→ **Stored data entries**:
□ □ □

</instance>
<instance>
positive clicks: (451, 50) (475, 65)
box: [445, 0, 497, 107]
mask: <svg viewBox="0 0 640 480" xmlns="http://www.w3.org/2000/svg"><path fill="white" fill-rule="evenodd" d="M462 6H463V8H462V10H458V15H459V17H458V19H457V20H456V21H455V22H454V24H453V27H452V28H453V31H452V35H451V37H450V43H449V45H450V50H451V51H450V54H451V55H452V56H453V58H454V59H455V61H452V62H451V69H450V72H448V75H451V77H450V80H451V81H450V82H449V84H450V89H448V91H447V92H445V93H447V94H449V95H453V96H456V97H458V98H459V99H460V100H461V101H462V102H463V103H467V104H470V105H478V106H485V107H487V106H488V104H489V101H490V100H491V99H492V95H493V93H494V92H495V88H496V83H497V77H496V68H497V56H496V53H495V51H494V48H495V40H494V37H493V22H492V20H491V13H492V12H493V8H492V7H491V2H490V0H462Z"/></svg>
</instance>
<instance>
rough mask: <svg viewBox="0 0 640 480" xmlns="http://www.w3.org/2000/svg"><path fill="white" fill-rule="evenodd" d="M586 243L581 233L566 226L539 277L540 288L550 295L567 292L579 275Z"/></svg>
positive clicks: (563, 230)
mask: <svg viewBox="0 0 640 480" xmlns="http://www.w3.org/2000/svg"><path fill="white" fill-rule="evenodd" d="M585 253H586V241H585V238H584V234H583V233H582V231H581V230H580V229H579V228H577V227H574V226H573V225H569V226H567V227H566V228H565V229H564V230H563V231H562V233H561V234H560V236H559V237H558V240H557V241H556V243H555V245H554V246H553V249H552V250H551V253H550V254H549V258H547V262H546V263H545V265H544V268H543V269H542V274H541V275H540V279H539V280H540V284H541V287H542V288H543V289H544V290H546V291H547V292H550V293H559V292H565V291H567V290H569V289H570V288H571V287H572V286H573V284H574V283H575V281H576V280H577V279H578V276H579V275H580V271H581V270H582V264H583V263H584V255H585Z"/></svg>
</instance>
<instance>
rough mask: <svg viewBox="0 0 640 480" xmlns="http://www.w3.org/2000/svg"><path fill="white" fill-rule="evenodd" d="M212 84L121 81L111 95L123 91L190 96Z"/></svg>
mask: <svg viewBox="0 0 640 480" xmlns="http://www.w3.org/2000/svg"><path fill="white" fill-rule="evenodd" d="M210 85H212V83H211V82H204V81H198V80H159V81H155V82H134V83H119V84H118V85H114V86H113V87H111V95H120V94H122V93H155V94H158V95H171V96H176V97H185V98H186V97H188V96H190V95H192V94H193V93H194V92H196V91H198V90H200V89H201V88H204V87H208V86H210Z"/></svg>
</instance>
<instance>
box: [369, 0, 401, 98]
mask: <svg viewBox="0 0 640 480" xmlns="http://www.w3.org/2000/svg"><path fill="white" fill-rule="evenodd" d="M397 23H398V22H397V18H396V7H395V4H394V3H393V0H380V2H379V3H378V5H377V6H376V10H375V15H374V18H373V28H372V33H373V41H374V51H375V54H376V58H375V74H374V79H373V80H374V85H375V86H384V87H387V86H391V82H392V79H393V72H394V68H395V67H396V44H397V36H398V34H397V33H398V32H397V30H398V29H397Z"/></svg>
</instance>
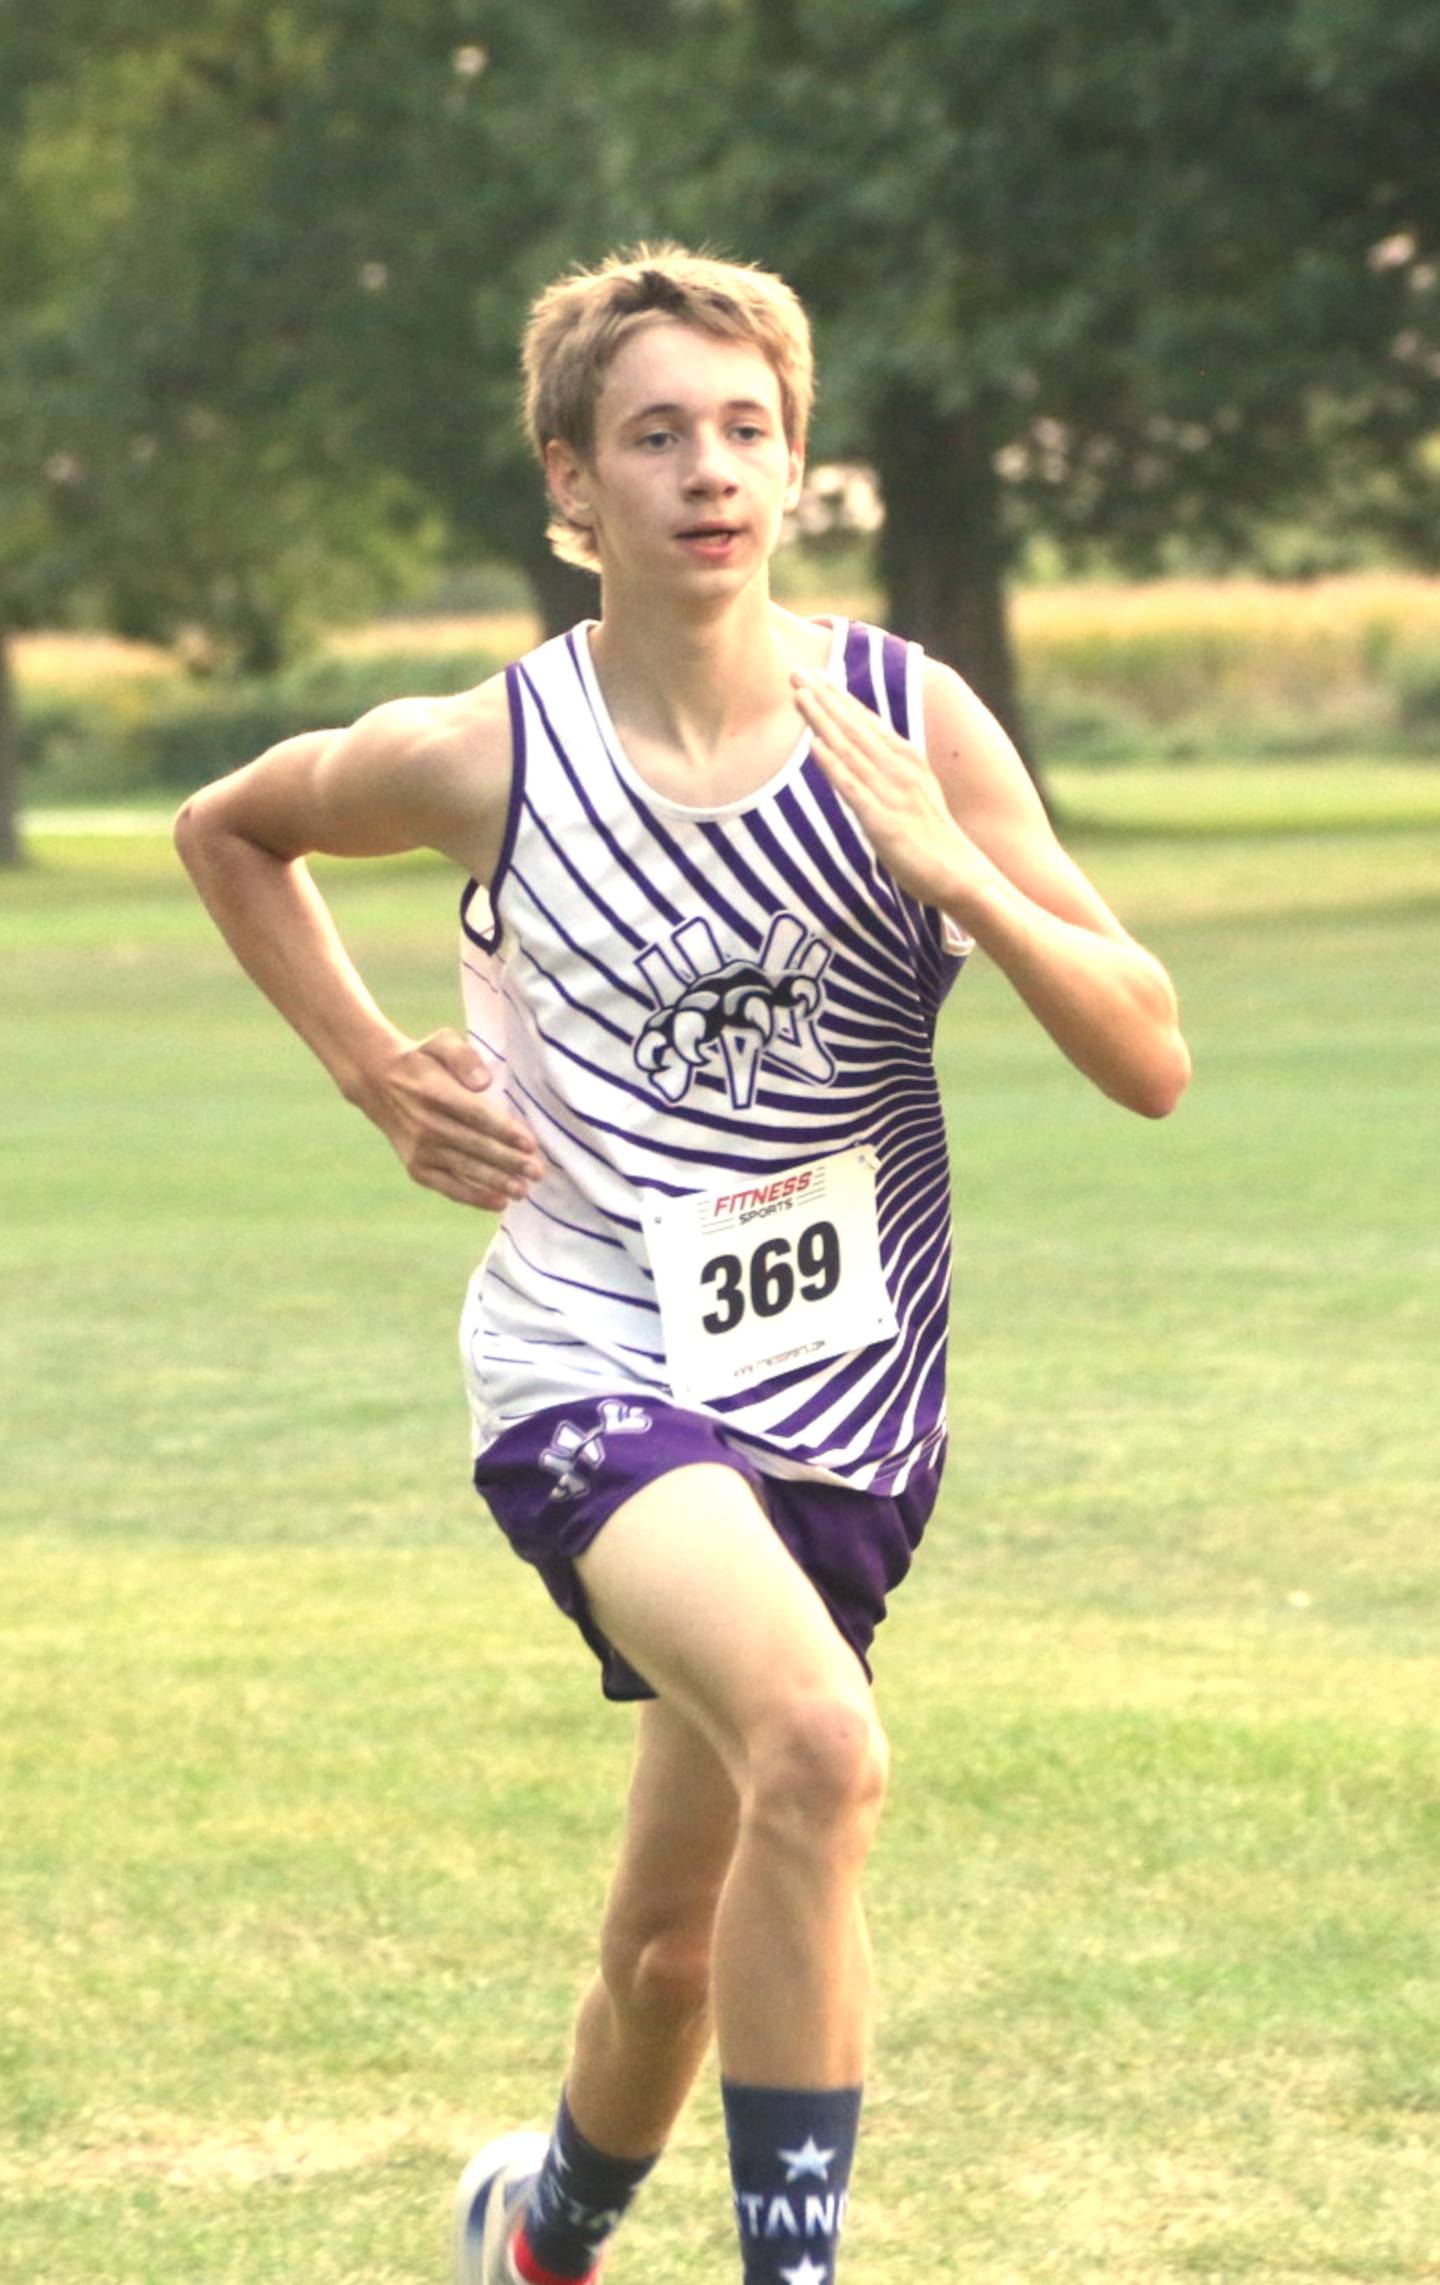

□ □ □

→ **Assigned task**: Each line above should be set down exactly as written, with pictures excluded.

→ **Solution for this exercise**:
</instance>
<instance>
positive clicks: (451, 50) (475, 65)
box: [445, 0, 497, 107]
mask: <svg viewBox="0 0 640 480" xmlns="http://www.w3.org/2000/svg"><path fill="white" fill-rule="evenodd" d="M462 6H463V8H462V10H458V15H459V17H458V19H457V20H456V21H455V22H454V24H453V27H452V28H453V31H452V35H451V37H450V43H449V45H450V50H451V51H450V54H451V55H452V56H453V58H454V59H455V61H452V62H451V69H450V72H448V75H451V77H450V80H451V81H450V82H449V84H450V89H448V91H447V92H445V93H447V94H449V95H453V96H456V97H458V98H459V99H460V100H461V101H462V102H463V103H467V104H470V105H478V106H485V107H487V106H488V104H489V101H490V100H491V99H492V95H493V93H494V92H495V88H496V83H497V77H496V68H497V56H496V53H495V51H494V48H495V40H494V37H493V22H492V20H491V13H492V12H493V8H492V7H491V2H490V0H462Z"/></svg>
</instance>
<instance>
rough mask: <svg viewBox="0 0 640 480" xmlns="http://www.w3.org/2000/svg"><path fill="white" fill-rule="evenodd" d="M586 243L581 233L566 226L539 277L540 288L550 295L567 292L579 275Z"/></svg>
positive clicks: (563, 230)
mask: <svg viewBox="0 0 640 480" xmlns="http://www.w3.org/2000/svg"><path fill="white" fill-rule="evenodd" d="M585 253H586V241H585V238H584V234H583V233H582V231H581V230H580V229H579V228H577V227H574V226H573V225H569V226H567V227H566V228H565V229H564V230H563V231H562V233H561V234H560V236H559V237H558V240H557V241H556V243H555V245H554V246H553V249H552V250H551V253H550V254H549V258H547V262H546V263H545V265H544V268H543V269H542V274H541V275H540V279H539V280H540V284H541V287H542V288H543V289H544V290H546V291H547V292H550V293H559V292H565V291H567V290H569V289H570V288H571V287H572V286H573V284H574V283H575V281H576V280H577V279H578V276H579V275H580V271H581V270H582V264H583V263H584V255H585Z"/></svg>
</instance>
<instance>
rough mask: <svg viewBox="0 0 640 480" xmlns="http://www.w3.org/2000/svg"><path fill="white" fill-rule="evenodd" d="M212 84L121 81L111 95L123 91L190 96Z"/></svg>
mask: <svg viewBox="0 0 640 480" xmlns="http://www.w3.org/2000/svg"><path fill="white" fill-rule="evenodd" d="M210 85H212V83H211V82H204V81H198V80H159V81H155V82H134V83H119V84H118V85H114V86H113V87H111V95H120V94H122V93H155V94H158V95H171V96H176V97H185V98H186V97H188V96H190V95H192V94H193V93H194V92H196V91H198V90H200V89H201V88H204V87H208V86H210Z"/></svg>
</instance>
<instance>
box: [369, 0, 401, 98]
mask: <svg viewBox="0 0 640 480" xmlns="http://www.w3.org/2000/svg"><path fill="white" fill-rule="evenodd" d="M397 23H398V22H397V18H396V7H395V4H394V3H393V0H380V2H379V3H378V5H377V6H376V10H375V15H374V18H373V28H372V33H373V41H374V51H375V54H376V58H375V74H374V79H373V80H374V85H375V86H384V87H387V86H391V82H392V79H393V72H394V68H395V67H396V44H397V36H398V34H397V33H398V32H397V30H398V29H397Z"/></svg>
</instance>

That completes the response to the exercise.